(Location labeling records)
· · · · ·

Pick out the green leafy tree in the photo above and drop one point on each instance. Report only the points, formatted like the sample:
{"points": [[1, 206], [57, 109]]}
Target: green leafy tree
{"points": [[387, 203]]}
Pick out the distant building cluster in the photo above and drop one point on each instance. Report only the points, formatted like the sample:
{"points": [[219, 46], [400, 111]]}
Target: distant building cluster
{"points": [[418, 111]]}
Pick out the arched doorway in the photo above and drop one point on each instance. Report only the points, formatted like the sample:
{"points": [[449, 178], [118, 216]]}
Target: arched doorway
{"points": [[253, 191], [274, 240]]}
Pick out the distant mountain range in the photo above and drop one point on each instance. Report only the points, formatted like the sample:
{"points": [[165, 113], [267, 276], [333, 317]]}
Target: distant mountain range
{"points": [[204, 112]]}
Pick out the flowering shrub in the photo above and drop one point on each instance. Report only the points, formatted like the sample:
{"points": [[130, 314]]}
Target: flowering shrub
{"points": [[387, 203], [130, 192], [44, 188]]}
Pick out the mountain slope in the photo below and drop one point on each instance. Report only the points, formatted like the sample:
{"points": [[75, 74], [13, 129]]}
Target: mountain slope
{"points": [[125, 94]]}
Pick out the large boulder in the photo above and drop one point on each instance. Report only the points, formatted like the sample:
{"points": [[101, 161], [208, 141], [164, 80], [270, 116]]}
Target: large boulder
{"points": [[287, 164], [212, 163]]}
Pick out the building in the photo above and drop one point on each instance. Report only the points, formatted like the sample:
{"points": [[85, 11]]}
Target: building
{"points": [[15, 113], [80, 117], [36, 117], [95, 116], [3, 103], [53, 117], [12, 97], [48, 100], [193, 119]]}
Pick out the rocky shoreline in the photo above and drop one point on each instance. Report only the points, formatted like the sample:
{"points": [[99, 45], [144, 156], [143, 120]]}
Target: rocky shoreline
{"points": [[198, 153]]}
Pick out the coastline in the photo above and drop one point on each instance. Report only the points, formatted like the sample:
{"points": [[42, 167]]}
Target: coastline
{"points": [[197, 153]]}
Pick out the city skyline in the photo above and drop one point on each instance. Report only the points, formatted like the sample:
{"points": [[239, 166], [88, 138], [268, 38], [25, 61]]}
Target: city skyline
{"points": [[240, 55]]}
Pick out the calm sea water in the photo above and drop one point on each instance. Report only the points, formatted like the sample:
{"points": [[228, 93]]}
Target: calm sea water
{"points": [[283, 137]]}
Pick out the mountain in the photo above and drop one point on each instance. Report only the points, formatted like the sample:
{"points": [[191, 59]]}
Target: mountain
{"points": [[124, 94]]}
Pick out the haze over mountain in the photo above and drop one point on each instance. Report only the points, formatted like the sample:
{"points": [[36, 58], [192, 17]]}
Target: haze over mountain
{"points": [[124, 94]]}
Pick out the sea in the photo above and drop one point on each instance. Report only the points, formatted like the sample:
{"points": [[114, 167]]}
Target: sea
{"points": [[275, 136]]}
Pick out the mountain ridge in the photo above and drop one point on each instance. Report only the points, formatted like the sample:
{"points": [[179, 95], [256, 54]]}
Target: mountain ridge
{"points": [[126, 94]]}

· · · · ·

### Directions:
Could you update every one of the rows above, replacing "instance" with "occurrence" and keeping all other text the same?

### Solution to the problem:
Pick out the green leafy tree in the photo above and drop one point on each occurrence. Report only the points, formatted like the sample:
{"points": [[1, 206], [57, 109]]}
Target: green leafy tree
{"points": [[387, 203]]}
Pick out the distant building cluster in the photo above and drop one point on each occurrence. Report only the points, formatted like the sample:
{"points": [[219, 46], [400, 111]]}
Target: distant building cluster
{"points": [[418, 111]]}
Pick out the arched doorway in the photo above and drop one point on each occurrence. Report only the points, formatted like the sample:
{"points": [[449, 178], [118, 216]]}
Target: arched doorway
{"points": [[253, 191], [274, 240]]}
Pick out the distant mountain range in the photo above and drop one point on each occurrence. Report only the points, formatted like the sample:
{"points": [[165, 113], [267, 276], [333, 317]]}
Target: distant mountain range
{"points": [[204, 112]]}
Pick out the flowering shrub in the photo above and drop one point on each occurrence. Report only the points, formatted like the sample:
{"points": [[130, 314]]}
Target: flowering shrub
{"points": [[387, 203], [130, 192], [44, 188]]}
Pick out the mountain slope in the photo below and drop one point on each occurrence. Report only the points, formatted like the sample:
{"points": [[75, 74], [13, 129]]}
Target: mountain slope
{"points": [[125, 94]]}
Pick out the large boulder in the photo above and drop one point on each occurrence. Report only the points, formatted like the sample:
{"points": [[101, 161], [208, 141], [164, 80], [270, 116]]}
Target: large boulder
{"points": [[287, 164], [212, 163]]}
Pick out the building in the photo above and drop one point on each occurrence. Report only the points, formatted like the sample:
{"points": [[85, 11]]}
Target: building
{"points": [[15, 113], [80, 117], [36, 117], [95, 116], [3, 103], [53, 117], [12, 97], [48, 100], [193, 119]]}
Pick out the rocky shoreline in the photo above and drop one point on each occurrence. Report only the points, formatted like the sample:
{"points": [[99, 45], [144, 156], [143, 120]]}
Target: rocky shoreline
{"points": [[198, 153]]}
Pick out the coastline in the photo above and drop one point on each occurrence. Report only the points, formatted like the sample:
{"points": [[42, 167]]}
Target: coastline
{"points": [[197, 153]]}
Pick out the city skyline in the photo above and drop one point on each occurrence. Report only the points, formatted like the sample:
{"points": [[239, 166], [88, 138], [268, 38], [25, 61]]}
Target: city skyline
{"points": [[240, 55]]}
Pick out the calm sea water in the photo above and drop one point on each occurrence. Report only the points, formatted like the sample:
{"points": [[228, 93]]}
Target: calm sea water
{"points": [[283, 137]]}
Pick out the mountain in the photo above and drop one point on each occurrence. Report only the points, formatted like the sample:
{"points": [[191, 59]]}
Target: mountain
{"points": [[124, 94]]}
Pick out the haze over mountain in the photo above and drop one point on each occurrence. Report only the points, formatted like the sample:
{"points": [[36, 58], [192, 17]]}
Target: haze over mountain
{"points": [[124, 94]]}
Pick out the sea in the photo above and drop one point on each occurrence. Report only the points, formatted like the sample:
{"points": [[114, 167]]}
Target: sea
{"points": [[275, 136]]}
Pick out the mountain ridge in the photo above and drop one point on each occurrence. Report only the points, formatted like the sample:
{"points": [[179, 95], [256, 54]]}
Target: mountain ridge
{"points": [[126, 94]]}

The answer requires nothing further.